Records for this task:
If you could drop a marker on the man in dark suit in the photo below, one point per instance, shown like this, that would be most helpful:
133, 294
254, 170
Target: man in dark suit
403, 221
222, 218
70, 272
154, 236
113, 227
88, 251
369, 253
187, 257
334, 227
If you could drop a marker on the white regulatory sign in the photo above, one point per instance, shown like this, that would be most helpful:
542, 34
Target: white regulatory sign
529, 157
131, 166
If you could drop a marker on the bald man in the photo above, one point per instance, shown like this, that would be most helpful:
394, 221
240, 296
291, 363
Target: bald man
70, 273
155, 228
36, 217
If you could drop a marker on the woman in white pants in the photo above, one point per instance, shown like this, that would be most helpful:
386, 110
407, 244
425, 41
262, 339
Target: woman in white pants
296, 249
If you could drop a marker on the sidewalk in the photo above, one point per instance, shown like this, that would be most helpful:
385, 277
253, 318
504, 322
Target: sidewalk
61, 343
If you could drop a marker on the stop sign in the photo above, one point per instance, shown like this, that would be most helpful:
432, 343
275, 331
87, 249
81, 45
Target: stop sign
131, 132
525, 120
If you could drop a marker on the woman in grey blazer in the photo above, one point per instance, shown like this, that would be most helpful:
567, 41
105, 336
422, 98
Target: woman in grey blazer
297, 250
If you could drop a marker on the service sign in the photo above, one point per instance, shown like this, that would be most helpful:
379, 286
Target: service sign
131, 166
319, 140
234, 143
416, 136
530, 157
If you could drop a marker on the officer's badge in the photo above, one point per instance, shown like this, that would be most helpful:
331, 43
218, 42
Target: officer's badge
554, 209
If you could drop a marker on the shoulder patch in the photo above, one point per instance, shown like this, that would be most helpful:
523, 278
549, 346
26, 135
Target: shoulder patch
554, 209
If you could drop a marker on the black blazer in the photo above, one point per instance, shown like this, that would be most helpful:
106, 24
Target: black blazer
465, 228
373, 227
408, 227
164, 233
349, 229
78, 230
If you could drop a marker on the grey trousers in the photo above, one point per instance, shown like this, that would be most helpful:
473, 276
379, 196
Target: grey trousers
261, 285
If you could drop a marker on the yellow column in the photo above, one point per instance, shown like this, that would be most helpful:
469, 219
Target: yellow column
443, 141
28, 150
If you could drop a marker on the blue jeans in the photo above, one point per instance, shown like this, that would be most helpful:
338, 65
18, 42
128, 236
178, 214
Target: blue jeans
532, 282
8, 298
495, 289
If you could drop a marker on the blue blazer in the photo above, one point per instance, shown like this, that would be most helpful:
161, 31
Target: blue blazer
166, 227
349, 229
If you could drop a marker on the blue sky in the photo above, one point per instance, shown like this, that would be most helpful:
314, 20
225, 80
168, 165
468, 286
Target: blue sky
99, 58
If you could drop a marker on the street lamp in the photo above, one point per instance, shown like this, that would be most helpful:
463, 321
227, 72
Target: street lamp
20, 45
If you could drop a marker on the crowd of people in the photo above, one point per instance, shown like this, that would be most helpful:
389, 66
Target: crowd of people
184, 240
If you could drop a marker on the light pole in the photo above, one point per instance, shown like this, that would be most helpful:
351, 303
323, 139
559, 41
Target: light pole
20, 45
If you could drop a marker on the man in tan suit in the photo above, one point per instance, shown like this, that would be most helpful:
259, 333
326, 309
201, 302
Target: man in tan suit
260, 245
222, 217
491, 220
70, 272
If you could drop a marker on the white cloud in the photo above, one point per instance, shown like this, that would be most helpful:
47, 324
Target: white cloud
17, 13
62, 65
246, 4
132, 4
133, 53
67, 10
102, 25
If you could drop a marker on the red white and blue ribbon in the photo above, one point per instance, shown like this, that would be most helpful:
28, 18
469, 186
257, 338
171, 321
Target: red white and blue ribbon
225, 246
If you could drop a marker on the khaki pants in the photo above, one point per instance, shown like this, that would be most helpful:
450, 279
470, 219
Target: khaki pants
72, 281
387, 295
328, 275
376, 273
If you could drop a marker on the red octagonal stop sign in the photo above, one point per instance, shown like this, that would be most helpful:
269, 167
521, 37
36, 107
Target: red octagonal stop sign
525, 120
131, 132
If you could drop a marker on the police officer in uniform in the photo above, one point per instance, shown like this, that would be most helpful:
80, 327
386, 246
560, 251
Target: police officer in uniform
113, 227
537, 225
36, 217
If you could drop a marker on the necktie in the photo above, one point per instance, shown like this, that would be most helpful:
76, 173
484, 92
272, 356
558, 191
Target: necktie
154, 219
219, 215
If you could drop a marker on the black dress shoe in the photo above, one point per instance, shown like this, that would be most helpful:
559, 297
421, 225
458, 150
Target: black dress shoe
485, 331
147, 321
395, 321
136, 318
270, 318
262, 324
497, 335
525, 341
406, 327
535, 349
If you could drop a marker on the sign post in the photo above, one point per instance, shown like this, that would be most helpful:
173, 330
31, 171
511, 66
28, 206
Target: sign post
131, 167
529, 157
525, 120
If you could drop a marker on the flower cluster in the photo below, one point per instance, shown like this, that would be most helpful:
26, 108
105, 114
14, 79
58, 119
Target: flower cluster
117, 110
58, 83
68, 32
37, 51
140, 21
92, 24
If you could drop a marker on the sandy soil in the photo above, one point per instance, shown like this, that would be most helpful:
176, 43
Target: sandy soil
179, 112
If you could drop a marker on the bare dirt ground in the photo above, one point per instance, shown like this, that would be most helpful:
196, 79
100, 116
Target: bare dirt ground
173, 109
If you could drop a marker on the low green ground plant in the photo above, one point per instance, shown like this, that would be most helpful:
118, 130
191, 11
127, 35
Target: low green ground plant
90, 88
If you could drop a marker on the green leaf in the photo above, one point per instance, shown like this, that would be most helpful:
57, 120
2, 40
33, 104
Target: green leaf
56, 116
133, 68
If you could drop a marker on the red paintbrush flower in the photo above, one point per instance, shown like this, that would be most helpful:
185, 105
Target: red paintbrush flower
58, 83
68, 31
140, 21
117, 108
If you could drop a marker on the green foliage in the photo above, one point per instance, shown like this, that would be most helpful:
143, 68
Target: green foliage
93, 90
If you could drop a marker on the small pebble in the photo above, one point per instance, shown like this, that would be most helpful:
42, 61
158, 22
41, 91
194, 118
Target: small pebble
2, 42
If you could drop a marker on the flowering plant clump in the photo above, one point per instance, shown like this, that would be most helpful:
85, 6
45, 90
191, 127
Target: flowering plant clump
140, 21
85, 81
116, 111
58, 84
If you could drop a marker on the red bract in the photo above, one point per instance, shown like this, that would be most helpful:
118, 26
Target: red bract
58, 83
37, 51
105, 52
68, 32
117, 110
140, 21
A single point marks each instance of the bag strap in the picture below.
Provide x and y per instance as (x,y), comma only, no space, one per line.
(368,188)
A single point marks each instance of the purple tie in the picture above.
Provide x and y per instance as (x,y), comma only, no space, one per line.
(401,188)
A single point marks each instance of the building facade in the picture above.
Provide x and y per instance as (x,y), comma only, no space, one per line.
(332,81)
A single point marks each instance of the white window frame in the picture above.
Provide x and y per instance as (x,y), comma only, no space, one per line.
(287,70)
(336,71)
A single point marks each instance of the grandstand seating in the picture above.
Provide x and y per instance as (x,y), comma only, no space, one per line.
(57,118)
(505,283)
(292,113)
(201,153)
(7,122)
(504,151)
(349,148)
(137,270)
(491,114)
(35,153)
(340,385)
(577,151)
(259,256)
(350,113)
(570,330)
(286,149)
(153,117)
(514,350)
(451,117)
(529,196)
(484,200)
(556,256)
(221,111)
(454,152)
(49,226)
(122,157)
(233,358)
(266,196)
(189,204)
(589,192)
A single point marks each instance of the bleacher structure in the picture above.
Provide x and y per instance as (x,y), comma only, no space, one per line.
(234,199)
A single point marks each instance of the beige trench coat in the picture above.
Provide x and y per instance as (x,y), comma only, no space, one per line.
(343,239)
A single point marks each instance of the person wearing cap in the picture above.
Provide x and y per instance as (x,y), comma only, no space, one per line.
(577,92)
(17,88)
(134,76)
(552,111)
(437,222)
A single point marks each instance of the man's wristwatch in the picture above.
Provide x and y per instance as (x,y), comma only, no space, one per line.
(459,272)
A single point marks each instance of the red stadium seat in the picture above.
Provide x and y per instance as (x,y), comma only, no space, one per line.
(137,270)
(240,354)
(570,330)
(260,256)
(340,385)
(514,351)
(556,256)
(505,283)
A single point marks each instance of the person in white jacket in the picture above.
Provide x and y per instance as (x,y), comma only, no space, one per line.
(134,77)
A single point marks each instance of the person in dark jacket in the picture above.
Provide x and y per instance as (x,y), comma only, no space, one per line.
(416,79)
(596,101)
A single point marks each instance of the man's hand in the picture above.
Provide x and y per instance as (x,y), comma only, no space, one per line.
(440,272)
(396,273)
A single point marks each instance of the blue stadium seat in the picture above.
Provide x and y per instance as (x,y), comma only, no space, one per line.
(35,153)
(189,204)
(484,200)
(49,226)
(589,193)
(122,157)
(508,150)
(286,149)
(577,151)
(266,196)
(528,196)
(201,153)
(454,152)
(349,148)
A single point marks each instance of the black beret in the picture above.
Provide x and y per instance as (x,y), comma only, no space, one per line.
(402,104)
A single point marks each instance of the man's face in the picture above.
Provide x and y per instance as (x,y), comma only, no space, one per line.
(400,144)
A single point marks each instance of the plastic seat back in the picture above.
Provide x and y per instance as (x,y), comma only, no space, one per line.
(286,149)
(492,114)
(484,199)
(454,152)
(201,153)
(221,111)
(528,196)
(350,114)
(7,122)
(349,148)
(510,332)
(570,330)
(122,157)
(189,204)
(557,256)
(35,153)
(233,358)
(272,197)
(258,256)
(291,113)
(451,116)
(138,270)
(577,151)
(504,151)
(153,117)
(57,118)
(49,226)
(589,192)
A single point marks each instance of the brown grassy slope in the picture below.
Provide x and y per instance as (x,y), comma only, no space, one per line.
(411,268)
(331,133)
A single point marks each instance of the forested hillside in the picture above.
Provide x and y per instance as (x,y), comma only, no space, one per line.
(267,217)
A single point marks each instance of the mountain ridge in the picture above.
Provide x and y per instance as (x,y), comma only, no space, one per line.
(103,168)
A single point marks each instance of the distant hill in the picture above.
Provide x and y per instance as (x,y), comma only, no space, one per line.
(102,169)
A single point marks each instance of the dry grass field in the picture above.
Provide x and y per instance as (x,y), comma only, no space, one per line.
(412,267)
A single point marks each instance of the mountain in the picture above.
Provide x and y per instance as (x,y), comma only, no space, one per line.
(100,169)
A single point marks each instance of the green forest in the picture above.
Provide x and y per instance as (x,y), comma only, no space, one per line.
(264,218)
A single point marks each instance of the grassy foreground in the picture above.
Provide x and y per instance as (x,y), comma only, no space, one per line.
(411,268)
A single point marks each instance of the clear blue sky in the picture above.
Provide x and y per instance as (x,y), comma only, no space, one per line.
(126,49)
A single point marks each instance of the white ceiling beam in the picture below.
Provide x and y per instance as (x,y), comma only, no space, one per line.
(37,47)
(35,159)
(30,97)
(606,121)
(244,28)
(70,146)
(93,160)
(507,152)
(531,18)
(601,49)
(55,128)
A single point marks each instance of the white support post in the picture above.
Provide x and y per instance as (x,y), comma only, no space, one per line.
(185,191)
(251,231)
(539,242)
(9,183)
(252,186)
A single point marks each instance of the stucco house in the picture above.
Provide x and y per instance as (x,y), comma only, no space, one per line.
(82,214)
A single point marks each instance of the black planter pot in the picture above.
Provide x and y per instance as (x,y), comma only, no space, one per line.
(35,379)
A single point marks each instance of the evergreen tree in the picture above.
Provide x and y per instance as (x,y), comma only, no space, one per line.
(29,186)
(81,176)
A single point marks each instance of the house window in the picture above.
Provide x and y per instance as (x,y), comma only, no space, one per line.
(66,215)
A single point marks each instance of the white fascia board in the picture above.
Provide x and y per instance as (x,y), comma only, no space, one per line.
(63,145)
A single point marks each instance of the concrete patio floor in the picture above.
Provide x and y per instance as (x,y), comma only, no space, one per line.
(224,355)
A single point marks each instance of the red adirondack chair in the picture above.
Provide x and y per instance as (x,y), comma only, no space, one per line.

Work instruction: With the line that has "A single point marks each instance of the green" as the first and the line that has "A single point marks each instance of the grassy" as the last, repeat exactly that run of lines above and no more.

Written answer:
A single point marks each instance of the green forest in the picture above.
Provide x and y per instance as (x,y), comma only, no space, one per line.
(264,218)
A single point marks each instance of the grassy foreground in the picture above.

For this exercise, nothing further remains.